### STATED EXERCISE 1
On the lathe conversion page, how many pulses per revolution does the spindle encoder produce?

+++ TEXT SEGMENT +++

SiegCNCLathe - sphasse/sector67-sandbox GitHub Wiki
Introduction
This page describes the conversion of our Sieg KC4S (SC2518) CNC lathe to LinuxCNC.
Details
Existing configuration
Spindle Encoder
AutomationDirect.com encoder TRD-S100BD http://www.automationdirect.com/static/specs/encoderld.pdf
100 pulses per revolution 12-24 VDC input voltage NPN open collector
This is an after-market part, not stock.
Open collector connections
White | OUT B |
---|---|
Orange | OUT Z |
Shield | Ground |
Black | OUT A |
Brown | Power source |
Blue | 0 V |
Cable shield is not connected to the encoder body; | |
enclosure is grounded through the 0V wire |
Plus a dedicated hall encoder for a Z pulse, LM5-3001A proximity switch
Stepper motors and drivers
Drivers
Yako YKA2404MA
http://www.yankong.com/doce/product/detail_103.html
Motors YK60HB86-04A
Spindle motor and drive
The spindle motor is a brushless motor with a 500W controller. This controller is not well documented, but it takes 0-10V analog input and has a forward/reverse input as well. The controller is basically three components that work together, the "driver" board (XMT-DRIVER-500-A), the "control" board (XMT-CONTROL-500-A) and an input board (XMT-SK) that provides signals to the control board. Being a brushless motor, there are encoder inputs to the driver and three phase output.
TODO: more details on the controller...
0-10V analog speed input TTL direction input
Mesa hardware
Quantity | Part | Price |
---|---|---|
1 | 5I23 FPGA based PCI Anything I/O card | $229 |
1 | 7I37TA Isolated I/O card | $79 |
1 | 7I33TA Quad Analog servo interface | $79 |
3 | DIN RAIL ADPT KIT | $5 ea |
Encoder pulley
In order to make the Z pulse of the encoder once per rev (a LinuxCNC requirement), I am attempting to 3D print the appropriate 52T 3MM pitch HTD timing pulley using this (hopefully) most excellent parametric model here:
http://www.thingiverse.com/thing:16627
We'll see how that goes...
... It went quite well with a usable part currently mounted on the encoder, with load tests to follow...
Integration board
As Mesa did not have the 7i33TA in stock and we needed to use pull-up resistors on the encoder lines in any case (we could have probably done that safely enough with the 7i33TA inline), a small integration board was needed. This was made from a 2"x3" perf board with a 50 pin interface on one side and screw terminals for the encoder and analog out on the other.
Build log
Nov 10, 2012
Did about 2 hours of work this afternoon cleaning things up to get ready for the LinuxCNC conversion:
- Removed the existing controller board and stepper wiring
- Cleaned up some other wiring
- Created a pncconf configuration of an XZ stepper lathe with spindle
- Put the 5i23 card in the PC and hooked up a 50 pin breakout board to the P4 connector for driving the steppers
Chris and I made good progress on the stepper control. We've got the stepper pins wired properly but don't seem to be able to observe step pulses. In retrospect this is because I had the step rate way too low, it was 200 when it needed to be closer to 10000 (exact values need to be determined). The pulses were happening but too slowly to register on a multimeter as an increase in the average voltage or to be noticed on the scope. Better triggering might have show the pulses better.

+++

### STATED EXERCISE 2
Please copy out the rows below word for word, starting at the line that contains "Where can you see the forearm" and continuing through the last of the rows.

+++ DATASET ROWS +++

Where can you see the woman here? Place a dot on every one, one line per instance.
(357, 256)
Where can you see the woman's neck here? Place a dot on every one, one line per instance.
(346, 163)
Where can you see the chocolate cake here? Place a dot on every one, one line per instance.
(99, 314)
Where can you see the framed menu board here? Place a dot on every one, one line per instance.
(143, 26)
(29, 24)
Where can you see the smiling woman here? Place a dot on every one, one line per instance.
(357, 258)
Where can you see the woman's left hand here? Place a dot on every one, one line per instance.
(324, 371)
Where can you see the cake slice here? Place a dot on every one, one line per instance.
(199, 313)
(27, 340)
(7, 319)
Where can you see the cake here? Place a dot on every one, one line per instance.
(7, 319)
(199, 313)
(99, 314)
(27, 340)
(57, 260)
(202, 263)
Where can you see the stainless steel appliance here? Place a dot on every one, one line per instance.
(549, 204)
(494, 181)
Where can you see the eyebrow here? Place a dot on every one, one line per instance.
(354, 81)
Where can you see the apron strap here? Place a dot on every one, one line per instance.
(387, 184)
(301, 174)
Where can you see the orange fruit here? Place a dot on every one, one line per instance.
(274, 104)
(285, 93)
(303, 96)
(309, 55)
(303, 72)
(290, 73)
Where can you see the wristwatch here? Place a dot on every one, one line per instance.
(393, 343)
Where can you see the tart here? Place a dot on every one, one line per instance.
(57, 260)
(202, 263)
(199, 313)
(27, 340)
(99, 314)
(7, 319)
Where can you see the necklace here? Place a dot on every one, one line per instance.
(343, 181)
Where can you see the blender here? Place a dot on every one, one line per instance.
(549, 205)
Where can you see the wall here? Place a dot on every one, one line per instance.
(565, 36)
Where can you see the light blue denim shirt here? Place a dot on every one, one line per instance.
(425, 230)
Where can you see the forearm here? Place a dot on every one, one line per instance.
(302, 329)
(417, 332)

+++

### EXERCISE ANSWER 1
100 pulses per revolution.

### EXERCISE ANSWER 2
Where can you see the forearm here? Place a dot on every one, one line per instance.
(302, 329)
(417, 332)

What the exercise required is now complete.